[Data records]
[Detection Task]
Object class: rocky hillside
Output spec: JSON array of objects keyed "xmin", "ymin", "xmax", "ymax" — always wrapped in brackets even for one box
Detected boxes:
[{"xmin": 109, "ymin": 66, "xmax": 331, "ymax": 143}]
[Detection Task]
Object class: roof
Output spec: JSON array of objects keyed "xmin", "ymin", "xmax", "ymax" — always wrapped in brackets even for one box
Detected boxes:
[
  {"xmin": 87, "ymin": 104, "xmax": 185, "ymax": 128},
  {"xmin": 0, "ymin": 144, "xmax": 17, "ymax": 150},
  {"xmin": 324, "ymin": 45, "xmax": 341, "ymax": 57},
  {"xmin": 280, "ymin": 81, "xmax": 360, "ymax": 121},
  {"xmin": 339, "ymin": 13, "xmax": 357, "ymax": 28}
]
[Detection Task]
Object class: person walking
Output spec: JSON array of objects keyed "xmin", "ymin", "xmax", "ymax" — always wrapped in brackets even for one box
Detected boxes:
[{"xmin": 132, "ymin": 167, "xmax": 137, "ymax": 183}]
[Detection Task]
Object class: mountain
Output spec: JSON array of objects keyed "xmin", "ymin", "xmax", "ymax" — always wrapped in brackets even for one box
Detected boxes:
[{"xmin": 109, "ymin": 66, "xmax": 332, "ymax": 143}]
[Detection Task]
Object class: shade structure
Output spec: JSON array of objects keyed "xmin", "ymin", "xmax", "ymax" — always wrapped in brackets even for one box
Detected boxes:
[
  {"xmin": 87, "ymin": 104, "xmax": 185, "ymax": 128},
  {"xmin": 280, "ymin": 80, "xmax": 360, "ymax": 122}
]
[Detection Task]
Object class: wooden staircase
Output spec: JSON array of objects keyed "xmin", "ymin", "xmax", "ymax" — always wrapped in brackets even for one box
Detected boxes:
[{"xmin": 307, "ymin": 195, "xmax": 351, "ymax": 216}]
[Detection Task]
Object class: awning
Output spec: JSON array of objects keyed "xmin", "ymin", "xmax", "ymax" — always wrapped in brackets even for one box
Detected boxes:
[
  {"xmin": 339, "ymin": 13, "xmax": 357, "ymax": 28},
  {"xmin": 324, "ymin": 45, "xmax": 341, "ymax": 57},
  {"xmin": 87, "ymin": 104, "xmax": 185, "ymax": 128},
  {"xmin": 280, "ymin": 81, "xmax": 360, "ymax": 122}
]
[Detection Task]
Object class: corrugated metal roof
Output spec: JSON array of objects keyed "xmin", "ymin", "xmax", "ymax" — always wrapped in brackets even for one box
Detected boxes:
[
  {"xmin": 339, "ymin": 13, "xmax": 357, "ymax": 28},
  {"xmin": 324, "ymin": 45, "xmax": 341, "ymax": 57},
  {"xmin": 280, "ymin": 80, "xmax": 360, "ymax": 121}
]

▶ _TASK STATEMENT_:
Send back every record, precisely as written.

▶ _RESULT_:
[Detection Task]
Object class: rocky hillside
Output spec: JSON array of objects keyed "xmin", "ymin", "xmax", "ymax" — always wrapped in brackets even for one box
Detected boxes:
[{"xmin": 109, "ymin": 66, "xmax": 331, "ymax": 143}]
[Detection Task]
Object class: roof
Output spec: JSON array of objects keyed "xmin", "ymin", "xmax", "ymax" — always wrapped in brackets even for one box
Detected boxes:
[
  {"xmin": 87, "ymin": 104, "xmax": 185, "ymax": 128},
  {"xmin": 0, "ymin": 144, "xmax": 17, "ymax": 150},
  {"xmin": 324, "ymin": 45, "xmax": 341, "ymax": 57},
  {"xmin": 280, "ymin": 81, "xmax": 360, "ymax": 121},
  {"xmin": 339, "ymin": 13, "xmax": 357, "ymax": 28}
]
[Detection Task]
Object class: person walking
Output spec: JSON array of objects keyed "xmin", "ymin", "xmax", "ymax" — always wrapped in brackets even for one box
Detected boxes:
[{"xmin": 132, "ymin": 167, "xmax": 137, "ymax": 183}]
[Detection Task]
Object class: mountain
Output spec: JSON array of objects keyed "xmin", "ymin", "xmax", "ymax" — always wrapped in brackets even for one box
Detected boxes:
[{"xmin": 109, "ymin": 66, "xmax": 332, "ymax": 143}]
[Detection Task]
Object class: shade structure
Output spec: JSON array of objects keyed "xmin", "ymin", "xmax", "ymax" — always wrapped in brackets even for one box
Detected boxes:
[
  {"xmin": 87, "ymin": 104, "xmax": 185, "ymax": 128},
  {"xmin": 280, "ymin": 80, "xmax": 360, "ymax": 122}
]
[Detection Task]
Object class: wooden staircase
Output spec: JSON array of objects keyed "xmin", "ymin", "xmax", "ymax" — always wrapped in brackets even for one box
Detected boxes:
[{"xmin": 307, "ymin": 195, "xmax": 351, "ymax": 216}]
[Detection Task]
Object class: awning
Output spec: JSON array of objects keyed "xmin", "ymin", "xmax", "ymax" — always wrapped in brackets even for one box
Detected boxes:
[
  {"xmin": 339, "ymin": 13, "xmax": 357, "ymax": 28},
  {"xmin": 324, "ymin": 45, "xmax": 341, "ymax": 57},
  {"xmin": 87, "ymin": 104, "xmax": 185, "ymax": 128},
  {"xmin": 280, "ymin": 81, "xmax": 360, "ymax": 122}
]
[Detection Task]
Object class: corrugated metal roof
Output spec: JSON array of objects keyed "xmin", "ymin", "xmax", "ymax" — always wrapped in brackets even for one box
Detected boxes:
[
  {"xmin": 339, "ymin": 13, "xmax": 357, "ymax": 28},
  {"xmin": 324, "ymin": 45, "xmax": 341, "ymax": 57},
  {"xmin": 280, "ymin": 80, "xmax": 360, "ymax": 121}
]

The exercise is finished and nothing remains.